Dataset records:
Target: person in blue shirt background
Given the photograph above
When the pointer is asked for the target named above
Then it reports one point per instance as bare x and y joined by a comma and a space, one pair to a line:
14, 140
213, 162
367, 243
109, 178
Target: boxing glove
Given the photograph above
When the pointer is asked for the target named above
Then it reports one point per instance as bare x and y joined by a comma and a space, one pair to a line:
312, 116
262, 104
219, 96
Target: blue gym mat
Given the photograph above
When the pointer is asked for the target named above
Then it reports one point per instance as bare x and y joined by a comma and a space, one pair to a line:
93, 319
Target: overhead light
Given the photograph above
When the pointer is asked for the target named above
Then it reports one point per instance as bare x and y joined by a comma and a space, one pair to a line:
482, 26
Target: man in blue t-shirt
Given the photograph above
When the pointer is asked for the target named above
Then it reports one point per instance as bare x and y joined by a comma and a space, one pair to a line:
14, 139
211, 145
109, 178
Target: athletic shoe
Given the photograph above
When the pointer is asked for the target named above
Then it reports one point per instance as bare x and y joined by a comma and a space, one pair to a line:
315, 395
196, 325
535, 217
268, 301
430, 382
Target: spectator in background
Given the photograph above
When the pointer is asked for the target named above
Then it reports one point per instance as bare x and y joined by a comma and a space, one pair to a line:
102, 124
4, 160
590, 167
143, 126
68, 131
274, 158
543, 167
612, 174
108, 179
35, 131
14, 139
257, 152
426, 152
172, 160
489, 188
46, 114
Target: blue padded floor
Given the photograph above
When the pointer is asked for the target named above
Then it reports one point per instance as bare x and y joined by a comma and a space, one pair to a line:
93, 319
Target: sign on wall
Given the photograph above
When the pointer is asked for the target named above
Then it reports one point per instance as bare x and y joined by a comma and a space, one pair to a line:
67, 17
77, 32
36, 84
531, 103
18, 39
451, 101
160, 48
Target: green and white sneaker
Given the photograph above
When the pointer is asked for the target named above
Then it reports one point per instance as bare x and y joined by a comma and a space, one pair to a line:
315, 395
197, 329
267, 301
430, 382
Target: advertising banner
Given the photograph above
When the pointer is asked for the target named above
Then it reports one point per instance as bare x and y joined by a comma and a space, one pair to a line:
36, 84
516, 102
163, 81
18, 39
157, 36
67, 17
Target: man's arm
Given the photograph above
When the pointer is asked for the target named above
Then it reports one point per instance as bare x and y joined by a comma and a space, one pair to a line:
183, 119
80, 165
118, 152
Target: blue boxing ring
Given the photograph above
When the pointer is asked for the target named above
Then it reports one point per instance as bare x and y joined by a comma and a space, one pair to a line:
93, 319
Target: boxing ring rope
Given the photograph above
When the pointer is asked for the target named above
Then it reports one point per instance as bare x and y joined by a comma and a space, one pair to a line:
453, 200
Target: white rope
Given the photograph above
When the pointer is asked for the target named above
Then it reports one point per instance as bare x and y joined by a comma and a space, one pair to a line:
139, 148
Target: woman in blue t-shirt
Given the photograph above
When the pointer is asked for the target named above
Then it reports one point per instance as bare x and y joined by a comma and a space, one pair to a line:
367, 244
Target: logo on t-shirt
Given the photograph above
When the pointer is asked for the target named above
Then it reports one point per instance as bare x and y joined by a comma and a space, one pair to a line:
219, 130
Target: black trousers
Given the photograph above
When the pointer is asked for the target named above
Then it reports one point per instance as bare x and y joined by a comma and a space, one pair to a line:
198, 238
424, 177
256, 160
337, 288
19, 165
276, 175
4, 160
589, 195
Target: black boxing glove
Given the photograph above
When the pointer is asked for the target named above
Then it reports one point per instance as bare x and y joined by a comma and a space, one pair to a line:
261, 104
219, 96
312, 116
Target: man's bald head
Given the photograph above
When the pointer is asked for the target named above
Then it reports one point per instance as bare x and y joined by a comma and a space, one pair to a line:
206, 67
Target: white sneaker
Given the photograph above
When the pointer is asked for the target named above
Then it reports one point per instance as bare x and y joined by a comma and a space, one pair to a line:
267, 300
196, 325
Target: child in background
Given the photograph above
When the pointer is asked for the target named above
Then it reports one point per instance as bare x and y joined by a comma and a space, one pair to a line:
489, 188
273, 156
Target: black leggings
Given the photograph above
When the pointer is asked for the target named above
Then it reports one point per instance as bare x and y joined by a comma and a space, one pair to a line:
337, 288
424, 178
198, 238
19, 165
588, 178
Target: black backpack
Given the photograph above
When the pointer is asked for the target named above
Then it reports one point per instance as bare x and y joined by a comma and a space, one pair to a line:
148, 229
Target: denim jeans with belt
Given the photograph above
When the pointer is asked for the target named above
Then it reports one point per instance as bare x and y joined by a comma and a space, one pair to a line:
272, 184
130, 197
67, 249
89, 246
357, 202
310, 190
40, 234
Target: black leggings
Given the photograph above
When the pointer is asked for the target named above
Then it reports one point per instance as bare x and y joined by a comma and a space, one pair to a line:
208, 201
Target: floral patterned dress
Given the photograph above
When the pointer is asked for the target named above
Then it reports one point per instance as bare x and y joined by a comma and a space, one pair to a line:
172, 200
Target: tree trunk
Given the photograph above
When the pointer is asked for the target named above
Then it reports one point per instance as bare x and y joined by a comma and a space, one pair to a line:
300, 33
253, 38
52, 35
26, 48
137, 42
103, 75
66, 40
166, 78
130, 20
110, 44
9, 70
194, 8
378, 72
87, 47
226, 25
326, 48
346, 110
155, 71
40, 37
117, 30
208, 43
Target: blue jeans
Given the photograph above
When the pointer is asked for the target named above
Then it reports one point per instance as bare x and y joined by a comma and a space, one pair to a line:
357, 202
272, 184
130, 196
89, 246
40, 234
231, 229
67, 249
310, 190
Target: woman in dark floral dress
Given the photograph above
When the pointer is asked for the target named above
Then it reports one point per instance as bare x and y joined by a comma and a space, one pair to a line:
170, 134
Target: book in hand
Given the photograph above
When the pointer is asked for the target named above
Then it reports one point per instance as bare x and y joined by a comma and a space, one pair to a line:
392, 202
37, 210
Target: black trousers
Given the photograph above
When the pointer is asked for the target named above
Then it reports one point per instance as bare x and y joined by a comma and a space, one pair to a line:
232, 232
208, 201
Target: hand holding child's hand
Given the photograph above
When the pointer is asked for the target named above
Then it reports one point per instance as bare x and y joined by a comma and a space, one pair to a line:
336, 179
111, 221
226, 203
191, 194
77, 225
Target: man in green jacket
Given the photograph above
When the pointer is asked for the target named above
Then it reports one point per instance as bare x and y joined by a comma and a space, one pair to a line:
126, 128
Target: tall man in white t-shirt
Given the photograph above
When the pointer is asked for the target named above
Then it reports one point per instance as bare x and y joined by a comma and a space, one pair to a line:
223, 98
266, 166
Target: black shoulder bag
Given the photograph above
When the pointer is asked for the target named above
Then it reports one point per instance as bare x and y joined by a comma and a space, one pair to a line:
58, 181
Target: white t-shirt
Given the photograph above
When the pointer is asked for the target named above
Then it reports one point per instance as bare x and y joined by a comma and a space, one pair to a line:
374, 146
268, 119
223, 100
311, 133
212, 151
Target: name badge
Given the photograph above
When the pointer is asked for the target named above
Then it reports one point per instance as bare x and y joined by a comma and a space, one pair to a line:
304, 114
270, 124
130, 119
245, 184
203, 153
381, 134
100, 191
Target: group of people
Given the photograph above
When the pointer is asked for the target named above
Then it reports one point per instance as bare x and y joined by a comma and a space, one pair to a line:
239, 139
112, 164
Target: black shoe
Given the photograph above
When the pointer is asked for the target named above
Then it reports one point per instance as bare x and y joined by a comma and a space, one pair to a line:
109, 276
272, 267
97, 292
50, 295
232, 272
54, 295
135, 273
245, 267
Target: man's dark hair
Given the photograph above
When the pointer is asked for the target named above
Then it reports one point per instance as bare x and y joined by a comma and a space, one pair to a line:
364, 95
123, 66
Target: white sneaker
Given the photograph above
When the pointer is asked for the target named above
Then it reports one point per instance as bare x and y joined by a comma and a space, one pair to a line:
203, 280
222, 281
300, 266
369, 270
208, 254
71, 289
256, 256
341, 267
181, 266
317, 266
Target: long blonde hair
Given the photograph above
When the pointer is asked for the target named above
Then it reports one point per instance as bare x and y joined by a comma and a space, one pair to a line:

> _WHAT YOU ARE ASKED TO DO_
Copy the part of the listing that runs from the line containing "Target: name badge" through the end of the listing, replacing "pointer" with "locator" everywhere in it. Keep everything else the same.

> _TASK SOLUTION_
Target: name badge
Given the photograph above
When the locator is asked for the target named above
Then it reports one point per instance as bare x and y joined by a comma and a space, one pair to a line:
304, 114
270, 124
130, 119
245, 184
203, 153
381, 134
100, 191
Target: group of people
Given the photograph above
When the locator is asked for the target named above
Then it reports one point per instance as bare x and y joined by a comma and a space, one pair to a line:
239, 139
112, 164
Target: black shoe
Given the photograph above
When the locator is asked for the target named above
Then it reports one point per instance as bare x and y joined by a comma and a space, one pair to a line:
109, 276
272, 267
97, 292
50, 295
232, 272
54, 295
135, 273
245, 267
Target: man's dark hair
Given the photograph above
When the locator is asked for the target named above
Then it reports one point per instance as bare x and y joined by a comma and a space, one pair to a line:
364, 95
123, 66
Target: white sneaker
Given the photograph above
When the locator is asked for the target named above
Then it reports one point per instance as bare x and y joined by a comma and a space, one pair to a line:
203, 280
222, 281
300, 266
369, 270
208, 254
71, 289
256, 256
341, 267
181, 266
317, 266
Target: long blonde hair
Given the photograph above
When the locator is asked for the target named above
Then it reports one point per instance as bare x and y joined by a comma and a space, one pair to a line:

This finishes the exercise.